• Directive: Recast every line of the records below as a Markdown table with the columns "Row" and "Line," numbering the rows and omitting blank lines. Leave the pictures out of your answer.

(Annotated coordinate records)
# # # #

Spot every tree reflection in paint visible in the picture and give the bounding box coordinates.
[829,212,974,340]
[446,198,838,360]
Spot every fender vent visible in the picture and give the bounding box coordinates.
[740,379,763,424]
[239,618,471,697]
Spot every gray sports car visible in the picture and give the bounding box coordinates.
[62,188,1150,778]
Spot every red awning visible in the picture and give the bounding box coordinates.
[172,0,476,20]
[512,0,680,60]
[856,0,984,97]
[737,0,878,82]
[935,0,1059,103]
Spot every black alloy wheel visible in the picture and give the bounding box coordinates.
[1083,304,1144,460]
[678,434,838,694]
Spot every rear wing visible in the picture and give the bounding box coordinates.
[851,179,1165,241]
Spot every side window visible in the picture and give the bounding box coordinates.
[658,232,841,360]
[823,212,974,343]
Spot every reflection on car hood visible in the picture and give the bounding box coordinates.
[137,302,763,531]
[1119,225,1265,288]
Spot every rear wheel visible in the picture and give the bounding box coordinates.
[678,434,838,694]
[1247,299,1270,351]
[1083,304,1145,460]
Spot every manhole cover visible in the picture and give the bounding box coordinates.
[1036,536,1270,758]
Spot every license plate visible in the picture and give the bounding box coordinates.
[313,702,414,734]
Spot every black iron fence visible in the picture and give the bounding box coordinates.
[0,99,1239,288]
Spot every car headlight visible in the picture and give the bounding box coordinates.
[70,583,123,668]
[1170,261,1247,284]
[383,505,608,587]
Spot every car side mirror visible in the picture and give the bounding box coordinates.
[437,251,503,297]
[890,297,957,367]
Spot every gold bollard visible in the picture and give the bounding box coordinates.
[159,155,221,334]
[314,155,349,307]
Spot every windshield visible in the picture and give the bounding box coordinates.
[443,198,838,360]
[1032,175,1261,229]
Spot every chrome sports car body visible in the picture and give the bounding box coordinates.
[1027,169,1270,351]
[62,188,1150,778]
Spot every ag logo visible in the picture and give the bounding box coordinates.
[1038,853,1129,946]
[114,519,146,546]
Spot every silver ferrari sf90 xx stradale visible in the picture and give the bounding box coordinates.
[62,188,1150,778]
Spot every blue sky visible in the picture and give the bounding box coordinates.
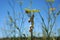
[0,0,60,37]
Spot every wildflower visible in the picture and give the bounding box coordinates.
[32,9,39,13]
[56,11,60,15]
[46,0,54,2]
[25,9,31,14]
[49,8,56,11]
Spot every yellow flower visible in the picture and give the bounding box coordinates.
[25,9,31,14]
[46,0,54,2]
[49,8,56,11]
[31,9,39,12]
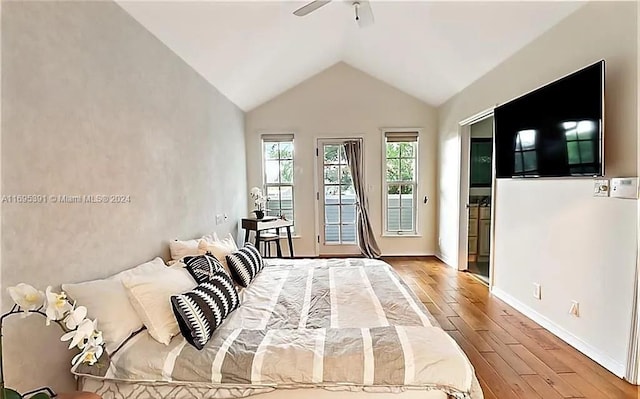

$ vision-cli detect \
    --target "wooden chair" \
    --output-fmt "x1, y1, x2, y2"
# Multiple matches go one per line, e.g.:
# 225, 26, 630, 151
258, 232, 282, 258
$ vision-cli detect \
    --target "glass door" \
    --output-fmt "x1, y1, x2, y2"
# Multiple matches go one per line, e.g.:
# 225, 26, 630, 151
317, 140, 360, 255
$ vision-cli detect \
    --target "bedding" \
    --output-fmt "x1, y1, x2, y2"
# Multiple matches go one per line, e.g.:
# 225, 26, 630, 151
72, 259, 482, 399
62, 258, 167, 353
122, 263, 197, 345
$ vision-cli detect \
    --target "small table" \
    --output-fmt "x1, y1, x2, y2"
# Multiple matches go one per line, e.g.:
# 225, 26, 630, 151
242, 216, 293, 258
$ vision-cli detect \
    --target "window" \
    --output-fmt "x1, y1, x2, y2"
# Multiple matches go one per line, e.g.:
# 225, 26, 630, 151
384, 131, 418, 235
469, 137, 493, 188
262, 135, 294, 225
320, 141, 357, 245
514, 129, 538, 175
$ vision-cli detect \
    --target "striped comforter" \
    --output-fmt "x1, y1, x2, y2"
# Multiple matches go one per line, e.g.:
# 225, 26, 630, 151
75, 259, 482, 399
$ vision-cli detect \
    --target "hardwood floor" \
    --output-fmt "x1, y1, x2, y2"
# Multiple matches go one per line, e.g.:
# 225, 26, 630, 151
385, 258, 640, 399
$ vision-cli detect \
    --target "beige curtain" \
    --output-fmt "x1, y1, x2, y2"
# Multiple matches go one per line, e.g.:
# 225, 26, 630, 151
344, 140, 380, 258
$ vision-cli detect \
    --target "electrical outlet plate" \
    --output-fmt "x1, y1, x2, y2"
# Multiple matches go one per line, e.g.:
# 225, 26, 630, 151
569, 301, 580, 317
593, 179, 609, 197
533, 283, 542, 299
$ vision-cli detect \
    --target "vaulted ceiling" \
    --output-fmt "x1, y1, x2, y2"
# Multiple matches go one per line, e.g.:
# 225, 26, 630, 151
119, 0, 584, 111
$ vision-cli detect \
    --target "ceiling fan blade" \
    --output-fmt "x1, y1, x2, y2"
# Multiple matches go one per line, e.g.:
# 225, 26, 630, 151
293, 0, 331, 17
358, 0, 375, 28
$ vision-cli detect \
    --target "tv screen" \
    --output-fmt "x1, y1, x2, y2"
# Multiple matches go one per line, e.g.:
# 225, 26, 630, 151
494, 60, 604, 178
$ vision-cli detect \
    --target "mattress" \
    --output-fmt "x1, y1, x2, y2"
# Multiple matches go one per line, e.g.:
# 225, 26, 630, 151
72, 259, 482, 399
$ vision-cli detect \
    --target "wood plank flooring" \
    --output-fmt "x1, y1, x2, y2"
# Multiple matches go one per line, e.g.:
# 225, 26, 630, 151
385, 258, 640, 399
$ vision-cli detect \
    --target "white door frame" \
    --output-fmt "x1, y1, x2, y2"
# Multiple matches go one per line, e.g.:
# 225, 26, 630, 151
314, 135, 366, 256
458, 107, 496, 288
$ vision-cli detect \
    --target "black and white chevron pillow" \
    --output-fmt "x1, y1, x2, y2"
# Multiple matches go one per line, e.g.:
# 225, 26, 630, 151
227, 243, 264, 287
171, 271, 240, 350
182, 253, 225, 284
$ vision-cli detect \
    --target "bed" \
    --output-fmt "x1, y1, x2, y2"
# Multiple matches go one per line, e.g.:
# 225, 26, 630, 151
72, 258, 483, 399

# # # #

• Reply:
| Row | Line |
|---|---|
| 1 | Spot every tree reflection in paint visible in the picture and give the bounding box coordinates. |
| 2 | [829,212,974,340] |
| 3 | [446,198,838,360] |
| 4 | Spot every fender vent visible in the picture and give the bounding box coordinates. |
| 5 | [740,379,763,424] |
| 6 | [239,618,471,697] |
| 7 | Spot every gray sports car visible in the picture and give the bounding box coordinates. |
| 8 | [62,188,1150,778] |
| 9 | Spot every red awning visible in the picture and give the bounding box coordinates. |
| 10 | [172,0,476,20] |
| 11 | [512,0,680,60] |
| 12 | [856,0,984,97] |
| 13 | [737,0,878,82] |
| 14 | [935,0,1059,103] |
| 15 | Spot every black alloy wheel visible in the picture and give the bounding box coordinates. |
| 16 | [1083,304,1144,460] |
| 17 | [678,434,838,694] |
| 18 | Spot every rear wing visible in the picture and give the bounding box coordinates. |
| 19 | [851,179,1165,241] |
| 20 | Spot every side window visible in the picture and give the bounding box coordinates. |
| 21 | [658,232,841,360] |
| 22 | [823,212,974,343] |
| 23 | Spot every reflection on car hood visible in the picture and give the bounding box coordinates. |
| 24 | [137,302,763,531] |
| 25 | [1119,225,1265,288] |
| 26 | Spot every rear wheel visible in the picture and give the bounding box coordinates. |
| 27 | [678,434,838,694] |
| 28 | [1247,299,1270,351] |
| 29 | [1083,304,1145,460] |
| 30 | Spot every manhole cover visible in the picture and give the bounding box coordinates. |
| 31 | [1036,536,1270,758] |
| 32 | Spot every license plate visible in the picture and give the bounding box coordinates. |
| 33 | [313,702,414,734] |
| 34 | Spot every black iron fence visible in the picture and give the bounding box coordinates. |
| 35 | [0,99,1239,288] |
| 36 | Spot every car headlight visible in the picture and give the bounding box coordinates. |
| 37 | [70,583,123,668] |
| 38 | [1170,261,1247,284] |
| 39 | [383,505,608,587] |
| 40 | Spot every car side mirror visible in the picture and give the bounding box coordinates. |
| 41 | [437,251,503,297] |
| 42 | [890,297,957,367] |
| 43 | Spot every gold bollard visible in the picture and give the bounding box coordinates. |
| 44 | [159,155,221,334] |
| 45 | [314,155,349,307] |
| 46 | Spot every windshield visible in the picture and give the bounding box coordinates. |
| 47 | [443,198,838,360] |
| 48 | [1032,175,1261,229] |
| 49 | Spot every chrome sports car body visible in the picture and give the bounding box coordinates. |
| 50 | [1027,169,1270,351] |
| 51 | [62,188,1150,778] |
| 52 | Spot every ag logo visible in the picture and give the bounding box coordinates. |
| 53 | [1038,853,1129,946] |
| 54 | [114,519,146,546] |
| 55 | Spot every silver ferrari sf90 xx stradale visible in the picture and give the bounding box coordinates. |
| 56 | [62,188,1150,778] |
| 57 | Spot every blue sky visible in the picture and give the bounding box coordinates. |
| 58 | [0,0,60,37] |
| 59 | Spot every wildflower visible in the picture and give the bounding box coordinates. |
| 60 | [32,9,39,13] |
| 61 | [56,11,60,15] |
| 62 | [46,0,54,2] |
| 63 | [25,9,31,14] |
| 64 | [49,8,56,11] |
| 65 | Spot every yellow flower visible in the picture and give the bounding box coordinates. |
| 66 | [25,9,31,14] |
| 67 | [46,0,54,2] |
| 68 | [49,8,56,11] |
| 69 | [31,9,39,12] |
| 70 | $ vision-cli detect \ |
| 71 |     --target "wooden chair" \ |
| 72 |     --output-fmt "x1, y1, x2, y2" |
| 73 | # Multiple matches go one per line, e.g.: |
| 74 | # 225, 26, 630, 151 |
| 75 | 258, 232, 282, 258 |
| 76 | $ vision-cli detect \ |
| 77 |     --target "glass door" \ |
| 78 |     --output-fmt "x1, y1, x2, y2" |
| 79 | # Multiple matches go one per line, e.g.: |
| 80 | # 225, 26, 630, 151 |
| 81 | 317, 140, 360, 255 |
| 82 | $ vision-cli detect \ |
| 83 |     --target "bedding" \ |
| 84 |     --output-fmt "x1, y1, x2, y2" |
| 85 | # Multiple matches go one per line, e.g.: |
| 86 | # 225, 26, 630, 151 |
| 87 | 72, 259, 482, 399 |
| 88 | 62, 258, 167, 353 |
| 89 | 122, 263, 197, 345 |
| 90 | $ vision-cli detect \ |
| 91 |     --target "small table" \ |
| 92 |     --output-fmt "x1, y1, x2, y2" |
| 93 | # Multiple matches go one per line, e.g.: |
| 94 | # 225, 26, 630, 151 |
| 95 | 242, 216, 293, 258 |
| 96 | $ vision-cli detect \ |
| 97 |     --target "window" \ |
| 98 |     --output-fmt "x1, y1, x2, y2" |
| 99 | # Multiple matches go one per line, e.g.: |
| 100 | # 225, 26, 630, 151 |
| 101 | 384, 131, 418, 235 |
| 102 | 469, 137, 493, 188 |
| 103 | 262, 135, 294, 225 |
| 104 | 320, 141, 357, 245 |
| 105 | 514, 129, 538, 175 |
| 106 | $ vision-cli detect \ |
| 107 |     --target "striped comforter" \ |
| 108 |     --output-fmt "x1, y1, x2, y2" |
| 109 | # Multiple matches go one per line, e.g.: |
| 110 | # 225, 26, 630, 151 |
| 111 | 75, 259, 482, 399 |
| 112 | $ vision-cli detect \ |
| 113 |     --target "hardwood floor" \ |
| 114 |     --output-fmt "x1, y1, x2, y2" |
| 115 | # Multiple matches go one per line, e.g.: |
| 116 | # 225, 26, 630, 151 |
| 117 | 385, 258, 640, 399 |
| 118 | $ vision-cli detect \ |
| 119 |     --target "beige curtain" \ |
| 120 |     --output-fmt "x1, y1, x2, y2" |
| 121 | # Multiple matches go one per line, e.g.: |
| 122 | # 225, 26, 630, 151 |
| 123 | 344, 140, 380, 258 |
| 124 | $ vision-cli detect \ |
| 125 |     --target "electrical outlet plate" \ |
| 126 |     --output-fmt "x1, y1, x2, y2" |
| 127 | # Multiple matches go one per line, e.g.: |
| 128 | # 225, 26, 630, 151 |
| 129 | 569, 301, 580, 317 |
| 130 | 593, 179, 609, 197 |
| 131 | 533, 283, 542, 299 |
| 132 | $ vision-cli detect \ |
| 133 |     --target "vaulted ceiling" \ |
| 134 |     --output-fmt "x1, y1, x2, y2" |
| 135 | # Multiple matches go one per line, e.g.: |
| 136 | # 225, 26, 630, 151 |
| 137 | 119, 0, 584, 111 |
| 138 | $ vision-cli detect \ |
| 139 |     --target "ceiling fan blade" \ |
| 140 |     --output-fmt "x1, y1, x2, y2" |
| 141 | # Multiple matches go one per line, e.g.: |
| 142 | # 225, 26, 630, 151 |
| 143 | 293, 0, 331, 17 |
| 144 | 358, 0, 375, 28 |
| 145 | $ vision-cli detect \ |
| 146 |     --target "tv screen" \ |
| 147 |     --output-fmt "x1, y1, x2, y2" |
| 148 | # Multiple matches go one per line, e.g.: |
| 149 | # 225, 26, 630, 151 |
| 150 | 494, 60, 604, 178 |
| 151 | $ vision-cli detect \ |
| 152 |     --target "mattress" \ |
| 153 |     --output-fmt "x1, y1, x2, y2" |
| 154 | # Multiple matches go one per line, e.g.: |
| 155 | # 225, 26, 630, 151 |
| 156 | 72, 259, 482, 399 |
| 157 | $ vision-cli detect \ |
| 158 |     --target "wood plank flooring" \ |
| 159 |     --output-fmt "x1, y1, x2, y2" |
| 160 | # Multiple matches go one per line, e.g.: |
| 161 | # 225, 26, 630, 151 |
| 162 | 385, 258, 640, 399 |
| 163 | $ vision-cli detect \ |
| 164 |     --target "white door frame" \ |
| 165 |     --output-fmt "x1, y1, x2, y2" |
| 166 | # Multiple matches go one per line, e.g.: |
| 167 | # 225, 26, 630, 151 |
| 168 | 314, 135, 366, 256 |
| 169 | 458, 107, 496, 288 |
| 170 | $ vision-cli detect \ |
| 171 |     --target "black and white chevron pillow" \ |
| 172 |     --output-fmt "x1, y1, x2, y2" |
| 173 | # Multiple matches go one per line, e.g.: |
| 174 | # 225, 26, 630, 151 |
| 175 | 227, 243, 264, 287 |
| 176 | 171, 271, 240, 350 |
| 177 | 182, 253, 225, 284 |
| 178 | $ vision-cli detect \ |
| 179 |     --target "bed" \ |
| 180 |     --output-fmt "x1, y1, x2, y2" |
| 181 | # Multiple matches go one per line, e.g.: |
| 182 | # 225, 26, 630, 151 |
| 183 | 72, 258, 483, 399 |